Required work:
What do the lines say from the one containing "Labeling rule: each instance of the female" to the end of the records? Restate them word for word, and only those.

(Records of labeled points)
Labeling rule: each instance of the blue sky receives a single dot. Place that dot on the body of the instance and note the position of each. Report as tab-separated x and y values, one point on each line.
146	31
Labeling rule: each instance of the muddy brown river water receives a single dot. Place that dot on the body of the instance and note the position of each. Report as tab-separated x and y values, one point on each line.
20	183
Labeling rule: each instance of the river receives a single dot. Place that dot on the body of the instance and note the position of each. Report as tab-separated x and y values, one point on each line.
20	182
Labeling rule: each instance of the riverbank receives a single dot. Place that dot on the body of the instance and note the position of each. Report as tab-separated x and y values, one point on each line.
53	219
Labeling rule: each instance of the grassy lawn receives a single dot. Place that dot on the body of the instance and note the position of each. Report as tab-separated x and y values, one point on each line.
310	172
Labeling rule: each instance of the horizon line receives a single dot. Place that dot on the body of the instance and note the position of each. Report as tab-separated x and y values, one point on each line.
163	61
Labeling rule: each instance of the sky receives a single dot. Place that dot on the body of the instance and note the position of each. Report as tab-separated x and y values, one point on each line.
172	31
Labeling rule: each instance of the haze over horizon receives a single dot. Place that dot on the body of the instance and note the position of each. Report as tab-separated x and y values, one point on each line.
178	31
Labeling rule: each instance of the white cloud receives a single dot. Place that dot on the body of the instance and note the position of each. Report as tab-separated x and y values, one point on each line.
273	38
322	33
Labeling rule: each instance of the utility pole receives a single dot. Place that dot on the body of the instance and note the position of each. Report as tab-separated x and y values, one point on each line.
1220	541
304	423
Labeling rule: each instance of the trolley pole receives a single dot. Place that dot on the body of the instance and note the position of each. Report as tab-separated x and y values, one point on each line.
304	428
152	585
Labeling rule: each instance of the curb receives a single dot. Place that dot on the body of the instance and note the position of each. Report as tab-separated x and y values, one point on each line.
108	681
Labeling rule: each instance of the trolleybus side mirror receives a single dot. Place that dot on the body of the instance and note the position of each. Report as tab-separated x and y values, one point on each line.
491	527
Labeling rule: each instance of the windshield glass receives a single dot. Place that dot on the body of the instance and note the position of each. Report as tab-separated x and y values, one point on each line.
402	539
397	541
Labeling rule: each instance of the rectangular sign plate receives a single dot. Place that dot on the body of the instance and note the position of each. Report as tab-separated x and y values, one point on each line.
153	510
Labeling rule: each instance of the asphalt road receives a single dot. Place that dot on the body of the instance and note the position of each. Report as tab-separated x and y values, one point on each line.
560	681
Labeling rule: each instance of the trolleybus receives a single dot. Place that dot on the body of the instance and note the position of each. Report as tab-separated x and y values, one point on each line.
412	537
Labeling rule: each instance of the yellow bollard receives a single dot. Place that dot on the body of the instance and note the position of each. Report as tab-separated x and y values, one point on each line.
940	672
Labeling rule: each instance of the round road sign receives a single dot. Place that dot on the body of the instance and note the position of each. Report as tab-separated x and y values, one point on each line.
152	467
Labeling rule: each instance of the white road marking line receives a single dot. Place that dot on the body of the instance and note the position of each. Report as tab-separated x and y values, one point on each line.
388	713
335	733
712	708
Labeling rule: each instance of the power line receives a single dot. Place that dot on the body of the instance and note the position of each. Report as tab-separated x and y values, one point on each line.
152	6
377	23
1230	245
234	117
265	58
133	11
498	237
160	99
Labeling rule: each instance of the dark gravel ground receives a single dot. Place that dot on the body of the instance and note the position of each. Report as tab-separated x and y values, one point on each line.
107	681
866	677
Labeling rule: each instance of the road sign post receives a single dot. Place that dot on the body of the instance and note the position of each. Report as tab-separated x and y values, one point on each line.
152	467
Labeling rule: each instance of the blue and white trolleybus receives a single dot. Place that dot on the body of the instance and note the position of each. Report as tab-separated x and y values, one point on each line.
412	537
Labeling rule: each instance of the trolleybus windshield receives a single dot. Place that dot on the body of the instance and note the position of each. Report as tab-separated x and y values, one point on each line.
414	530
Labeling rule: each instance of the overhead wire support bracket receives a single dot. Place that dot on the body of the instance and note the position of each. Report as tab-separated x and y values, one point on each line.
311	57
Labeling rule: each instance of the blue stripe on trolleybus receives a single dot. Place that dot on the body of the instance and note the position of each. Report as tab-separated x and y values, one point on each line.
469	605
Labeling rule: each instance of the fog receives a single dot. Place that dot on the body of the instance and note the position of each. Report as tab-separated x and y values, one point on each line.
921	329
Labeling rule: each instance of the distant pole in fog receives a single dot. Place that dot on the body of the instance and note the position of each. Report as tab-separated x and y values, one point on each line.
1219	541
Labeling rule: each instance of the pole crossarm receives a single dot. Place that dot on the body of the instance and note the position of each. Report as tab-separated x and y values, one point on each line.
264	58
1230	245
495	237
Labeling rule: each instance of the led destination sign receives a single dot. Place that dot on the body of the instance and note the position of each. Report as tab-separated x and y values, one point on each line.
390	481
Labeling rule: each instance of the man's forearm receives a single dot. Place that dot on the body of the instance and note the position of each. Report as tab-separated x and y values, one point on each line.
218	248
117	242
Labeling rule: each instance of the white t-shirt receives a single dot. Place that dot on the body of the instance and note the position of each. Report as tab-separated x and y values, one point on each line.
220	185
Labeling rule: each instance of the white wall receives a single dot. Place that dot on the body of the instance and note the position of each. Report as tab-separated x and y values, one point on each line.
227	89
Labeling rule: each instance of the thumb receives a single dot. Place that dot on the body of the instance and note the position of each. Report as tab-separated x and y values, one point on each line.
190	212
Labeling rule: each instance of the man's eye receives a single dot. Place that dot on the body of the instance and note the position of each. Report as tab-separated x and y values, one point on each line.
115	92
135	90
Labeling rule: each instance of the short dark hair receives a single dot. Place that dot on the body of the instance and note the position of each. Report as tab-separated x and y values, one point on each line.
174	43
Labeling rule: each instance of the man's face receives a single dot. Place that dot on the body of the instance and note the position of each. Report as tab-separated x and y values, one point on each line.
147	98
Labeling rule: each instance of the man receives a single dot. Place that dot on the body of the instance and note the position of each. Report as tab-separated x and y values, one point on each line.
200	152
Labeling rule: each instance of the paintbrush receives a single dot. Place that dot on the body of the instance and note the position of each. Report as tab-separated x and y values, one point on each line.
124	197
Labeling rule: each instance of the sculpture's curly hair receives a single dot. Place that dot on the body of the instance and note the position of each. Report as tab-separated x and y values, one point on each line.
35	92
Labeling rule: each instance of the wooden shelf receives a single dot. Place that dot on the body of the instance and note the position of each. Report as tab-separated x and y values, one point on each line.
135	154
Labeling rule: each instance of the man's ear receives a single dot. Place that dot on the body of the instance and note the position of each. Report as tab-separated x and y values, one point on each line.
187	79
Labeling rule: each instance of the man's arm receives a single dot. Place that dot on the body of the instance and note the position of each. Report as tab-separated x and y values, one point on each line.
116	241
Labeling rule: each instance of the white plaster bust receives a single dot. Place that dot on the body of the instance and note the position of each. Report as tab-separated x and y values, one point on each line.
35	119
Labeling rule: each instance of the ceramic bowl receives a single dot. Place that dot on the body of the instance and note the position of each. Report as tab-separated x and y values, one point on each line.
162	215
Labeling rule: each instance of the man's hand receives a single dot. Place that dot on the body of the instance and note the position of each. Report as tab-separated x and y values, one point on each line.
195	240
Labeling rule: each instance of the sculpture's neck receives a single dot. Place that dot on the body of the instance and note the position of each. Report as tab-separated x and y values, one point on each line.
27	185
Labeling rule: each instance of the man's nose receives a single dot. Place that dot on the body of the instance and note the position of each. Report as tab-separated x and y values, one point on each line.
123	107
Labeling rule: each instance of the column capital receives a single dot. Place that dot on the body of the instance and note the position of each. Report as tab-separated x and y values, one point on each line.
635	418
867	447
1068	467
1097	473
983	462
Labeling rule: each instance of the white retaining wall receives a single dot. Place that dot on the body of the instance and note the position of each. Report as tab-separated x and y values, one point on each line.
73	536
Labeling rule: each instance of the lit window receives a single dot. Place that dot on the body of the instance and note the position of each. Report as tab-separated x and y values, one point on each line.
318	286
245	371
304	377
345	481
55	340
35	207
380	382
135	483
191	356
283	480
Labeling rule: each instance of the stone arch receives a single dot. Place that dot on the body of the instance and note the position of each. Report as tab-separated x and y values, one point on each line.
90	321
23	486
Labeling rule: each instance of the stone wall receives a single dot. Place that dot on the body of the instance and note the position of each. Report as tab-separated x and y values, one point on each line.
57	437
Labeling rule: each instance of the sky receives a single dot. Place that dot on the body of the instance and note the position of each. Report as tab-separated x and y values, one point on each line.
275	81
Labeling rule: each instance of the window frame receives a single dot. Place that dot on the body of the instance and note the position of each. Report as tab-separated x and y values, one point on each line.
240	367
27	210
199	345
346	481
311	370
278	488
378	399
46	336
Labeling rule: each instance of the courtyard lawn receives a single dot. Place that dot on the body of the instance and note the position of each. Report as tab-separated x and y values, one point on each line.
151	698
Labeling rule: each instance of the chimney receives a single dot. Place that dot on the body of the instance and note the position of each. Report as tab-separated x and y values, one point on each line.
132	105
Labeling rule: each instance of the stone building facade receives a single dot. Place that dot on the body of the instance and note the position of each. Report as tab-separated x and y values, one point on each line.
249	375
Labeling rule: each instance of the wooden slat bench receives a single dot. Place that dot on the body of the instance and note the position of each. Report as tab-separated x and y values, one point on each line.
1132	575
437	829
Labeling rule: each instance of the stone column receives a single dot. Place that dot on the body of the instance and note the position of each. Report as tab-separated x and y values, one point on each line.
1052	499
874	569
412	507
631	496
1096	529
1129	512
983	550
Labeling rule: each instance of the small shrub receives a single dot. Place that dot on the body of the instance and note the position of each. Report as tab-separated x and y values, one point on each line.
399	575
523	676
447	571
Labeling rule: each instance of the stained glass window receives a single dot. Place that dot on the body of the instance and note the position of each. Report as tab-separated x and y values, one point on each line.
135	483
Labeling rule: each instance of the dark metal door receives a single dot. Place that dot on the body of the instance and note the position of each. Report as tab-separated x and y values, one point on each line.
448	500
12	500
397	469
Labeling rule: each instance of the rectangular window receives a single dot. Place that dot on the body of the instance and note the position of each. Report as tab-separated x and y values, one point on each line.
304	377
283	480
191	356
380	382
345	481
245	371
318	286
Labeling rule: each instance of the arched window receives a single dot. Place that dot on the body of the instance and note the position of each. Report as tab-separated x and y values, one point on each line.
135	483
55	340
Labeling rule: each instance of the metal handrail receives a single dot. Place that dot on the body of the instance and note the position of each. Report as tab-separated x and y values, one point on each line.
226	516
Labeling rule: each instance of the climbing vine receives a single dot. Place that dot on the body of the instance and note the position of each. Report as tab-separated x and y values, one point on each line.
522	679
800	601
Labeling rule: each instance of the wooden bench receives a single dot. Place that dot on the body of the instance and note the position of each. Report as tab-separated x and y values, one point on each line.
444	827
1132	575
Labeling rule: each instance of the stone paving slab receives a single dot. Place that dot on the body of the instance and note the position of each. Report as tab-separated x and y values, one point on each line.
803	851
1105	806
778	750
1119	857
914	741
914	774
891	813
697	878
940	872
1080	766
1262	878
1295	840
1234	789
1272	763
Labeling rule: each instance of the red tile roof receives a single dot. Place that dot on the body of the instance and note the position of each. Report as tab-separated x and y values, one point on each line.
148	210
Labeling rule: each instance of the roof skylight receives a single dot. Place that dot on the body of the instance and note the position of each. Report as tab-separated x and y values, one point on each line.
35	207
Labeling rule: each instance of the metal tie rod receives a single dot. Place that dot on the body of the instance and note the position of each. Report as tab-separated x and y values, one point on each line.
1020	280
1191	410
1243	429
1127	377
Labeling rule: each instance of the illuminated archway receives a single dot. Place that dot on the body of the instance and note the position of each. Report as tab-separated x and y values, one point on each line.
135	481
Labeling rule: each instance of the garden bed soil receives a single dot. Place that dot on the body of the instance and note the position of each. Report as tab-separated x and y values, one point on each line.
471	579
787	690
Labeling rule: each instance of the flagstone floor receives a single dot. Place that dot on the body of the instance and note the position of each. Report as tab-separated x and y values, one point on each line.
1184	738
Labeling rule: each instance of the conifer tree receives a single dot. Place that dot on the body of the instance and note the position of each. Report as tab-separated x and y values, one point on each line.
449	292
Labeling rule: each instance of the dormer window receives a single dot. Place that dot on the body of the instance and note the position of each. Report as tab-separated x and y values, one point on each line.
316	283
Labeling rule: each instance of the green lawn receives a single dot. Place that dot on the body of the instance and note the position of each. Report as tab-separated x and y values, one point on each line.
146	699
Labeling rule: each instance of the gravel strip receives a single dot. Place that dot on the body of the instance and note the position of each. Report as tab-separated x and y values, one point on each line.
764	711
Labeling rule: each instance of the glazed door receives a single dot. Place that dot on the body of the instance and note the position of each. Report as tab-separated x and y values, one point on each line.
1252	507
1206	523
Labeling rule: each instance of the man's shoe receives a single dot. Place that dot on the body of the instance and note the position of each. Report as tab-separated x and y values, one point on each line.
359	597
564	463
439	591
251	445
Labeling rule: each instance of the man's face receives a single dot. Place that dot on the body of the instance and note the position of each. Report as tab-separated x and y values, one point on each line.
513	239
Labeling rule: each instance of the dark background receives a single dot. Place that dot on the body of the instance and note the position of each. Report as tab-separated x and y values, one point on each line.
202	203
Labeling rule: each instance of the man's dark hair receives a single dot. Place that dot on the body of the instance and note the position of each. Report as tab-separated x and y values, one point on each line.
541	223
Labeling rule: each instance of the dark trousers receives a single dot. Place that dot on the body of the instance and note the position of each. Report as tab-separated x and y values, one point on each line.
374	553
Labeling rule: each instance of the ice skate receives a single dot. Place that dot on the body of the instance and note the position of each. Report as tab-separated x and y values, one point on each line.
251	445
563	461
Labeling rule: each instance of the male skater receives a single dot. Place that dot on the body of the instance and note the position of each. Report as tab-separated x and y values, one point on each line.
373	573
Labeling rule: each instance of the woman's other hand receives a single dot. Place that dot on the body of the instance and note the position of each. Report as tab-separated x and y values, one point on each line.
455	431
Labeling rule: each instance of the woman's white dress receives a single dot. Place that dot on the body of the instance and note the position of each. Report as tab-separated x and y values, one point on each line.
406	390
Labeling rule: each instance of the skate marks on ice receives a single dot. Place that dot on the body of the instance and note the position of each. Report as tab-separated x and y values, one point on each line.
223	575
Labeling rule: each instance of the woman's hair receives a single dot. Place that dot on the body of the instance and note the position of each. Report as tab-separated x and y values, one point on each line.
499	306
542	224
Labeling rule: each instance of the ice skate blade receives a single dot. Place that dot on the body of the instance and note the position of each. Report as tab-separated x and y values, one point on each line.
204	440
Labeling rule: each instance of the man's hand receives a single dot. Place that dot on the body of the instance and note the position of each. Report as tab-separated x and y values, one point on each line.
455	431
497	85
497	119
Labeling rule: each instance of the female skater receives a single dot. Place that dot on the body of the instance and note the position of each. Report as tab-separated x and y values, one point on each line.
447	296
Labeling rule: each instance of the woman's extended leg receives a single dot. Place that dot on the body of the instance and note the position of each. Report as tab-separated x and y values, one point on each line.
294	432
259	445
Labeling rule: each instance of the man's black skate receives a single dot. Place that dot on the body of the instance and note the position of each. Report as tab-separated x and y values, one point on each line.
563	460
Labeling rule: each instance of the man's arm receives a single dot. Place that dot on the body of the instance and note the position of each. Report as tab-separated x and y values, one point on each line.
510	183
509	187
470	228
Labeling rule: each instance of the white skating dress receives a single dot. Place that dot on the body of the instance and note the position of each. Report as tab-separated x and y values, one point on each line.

Response:
Labeling rule: each instance of the female skater receives a single dot. Place that dot on the body of the instance and note the position of each. Report as tab-separated x and y values, one point on each line.
447	296
Labeling rule: each instance of the woman's extended leg receives a single dot. Place that dot on the body of the instance and note the position of each. Report as tab-separated x and y values, one point on each line.
294	432
259	445
Labeling rule: each instance of the man's black skate receives a single dot. Place that dot on the body of the instance and note the position of each. Report as tab-separated x and y values, one point on each line.
563	460
Labeling rule: each instance of the man's arm receives a single dot. Place that dot on the body of the instance and note the position of each. Report as tab-separated x and y values, one point on each line.
510	183
509	187
470	228
Labeling rule: each instance of the white skating dress receives a single dot. Place that dot on the body of the instance and note the position of each. Report as tab-separated x and y values, one point on each line.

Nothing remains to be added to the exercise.